» **Instructions**:
1 – According to the passage on Sunday-school picnics, what is usually the one reason a picnic is not a conspicuous success?
2 – Reproduce the part of the Sunday-school picnic passage starting at "Of course, in" and ending at "part of it!".
** Start Passage provided **
A large number of Sunday-schools are in the habit of holding a picnic every summer. In spite of the countless jests at the expense of the Sunday-school picnic, the custom is in every way commendable. Where can teacher and scholars, superintendent and teachers, better come into that familiar, every-day contact that tells so much of character and for character, than out under the open sky and in the merry meadows? And yet why is it that the very word "picnic" makes most Sunday-school teachers groan, and presents to the superintendent's mind a picture no more delectable than of hot, dusty cars, pushing, quarreling children, red-faced teachers, and lunches seized on by ants?

Of course, in moving so large a body of people, especially of youngsters, many untoward events are to be expected; but nevertheless, when the picnic is not a conspicuous success, there is usually one reason: it was not well planned for. So many managers of picnics are nothing but transportation managers! Getting a reduction of railroad fare, packing and unpacking the lunches, filing the children in and out of the cars,—such details sum up their plans. As for entertainment on the picnic grounds,—why, turn the children loose, and they will take care of that part of it!

On the contrary, he is a wise man that can entertain himself well and profitably for a day without aid from outside. The feat is impossible for most children. How well I remember my own childish miseries on holidays because I couldn't think of anything I wanted to do! On the haphazard plan your picnic will go uproariously for a time, but it will soon "fray out" into a tangle of ennui and quarrels.
** End Passage provided **
** Start Data section **
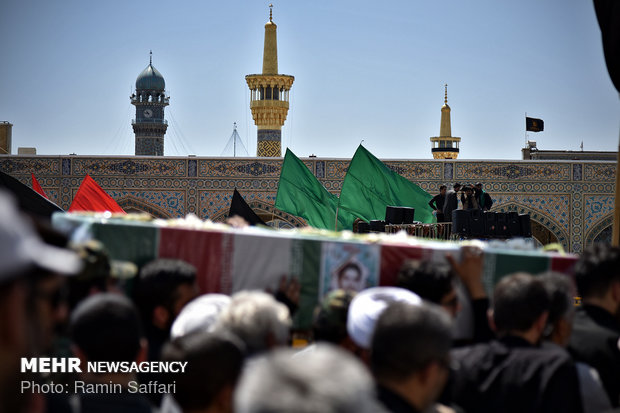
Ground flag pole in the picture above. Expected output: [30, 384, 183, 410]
** End Data section **
» **Responses per task**:
1 – It was not well planned for.

2 –
Of course, in moving so large a body of people, especially of youngsters, many untoward events are to be expected; but nevertheless, when the picnic is not a conspicuous success, there is usually one reason: it was not well planned for. So many managers of picnics are nothing but transportation managers! Getting a reduction of railroad fare, packing and unpacking the lunches, filing the children in and out of the cars,—such details sum up their plans. As for entertainment on the picnic grounds,—why, turn the children loose, and they will take care of that part of it!